## EXERCISE DIRECTIONS
Starting at the line with "point: one pixel per instance, each like <point>43,135</point>.", return every line through the final one of the data, word for word. Pictures stay out.

++++ EXERCISE MATERIAL ++++

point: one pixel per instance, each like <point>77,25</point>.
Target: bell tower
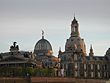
<point>74,28</point>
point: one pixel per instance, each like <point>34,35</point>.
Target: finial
<point>42,34</point>
<point>59,48</point>
<point>74,15</point>
<point>91,46</point>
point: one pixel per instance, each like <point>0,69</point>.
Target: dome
<point>42,47</point>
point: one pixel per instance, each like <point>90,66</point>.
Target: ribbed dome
<point>42,47</point>
<point>43,44</point>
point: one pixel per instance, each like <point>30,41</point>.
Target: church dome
<point>42,47</point>
<point>43,44</point>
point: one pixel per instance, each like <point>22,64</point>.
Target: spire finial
<point>74,15</point>
<point>42,34</point>
<point>59,48</point>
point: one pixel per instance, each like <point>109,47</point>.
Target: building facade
<point>75,61</point>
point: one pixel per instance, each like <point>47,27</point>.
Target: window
<point>75,56</point>
<point>76,66</point>
<point>84,66</point>
<point>92,75</point>
<point>76,73</point>
<point>85,74</point>
<point>99,74</point>
<point>98,66</point>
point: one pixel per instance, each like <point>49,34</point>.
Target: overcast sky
<point>23,20</point>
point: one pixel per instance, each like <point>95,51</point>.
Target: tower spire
<point>74,28</point>
<point>91,54</point>
<point>42,34</point>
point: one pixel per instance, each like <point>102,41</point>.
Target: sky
<point>23,20</point>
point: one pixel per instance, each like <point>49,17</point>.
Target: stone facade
<point>75,61</point>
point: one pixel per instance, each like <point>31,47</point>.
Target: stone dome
<point>42,47</point>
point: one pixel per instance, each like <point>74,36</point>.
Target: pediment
<point>12,58</point>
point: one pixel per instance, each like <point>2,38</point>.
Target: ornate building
<point>75,61</point>
<point>43,52</point>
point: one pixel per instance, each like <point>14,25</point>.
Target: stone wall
<point>48,80</point>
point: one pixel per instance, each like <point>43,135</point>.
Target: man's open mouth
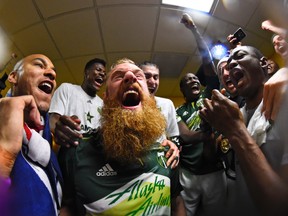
<point>46,87</point>
<point>131,99</point>
<point>99,80</point>
<point>151,90</point>
<point>195,86</point>
<point>236,76</point>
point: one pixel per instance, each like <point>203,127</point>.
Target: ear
<point>13,77</point>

++++

## REPLY TO THE TASK
point: one pixel per instance, each like <point>43,135</point>.
Target: man's open mouth
<point>46,87</point>
<point>131,99</point>
<point>99,80</point>
<point>151,90</point>
<point>195,86</point>
<point>236,76</point>
point: one pixel per instance, each like <point>203,127</point>.
Target: ear
<point>13,77</point>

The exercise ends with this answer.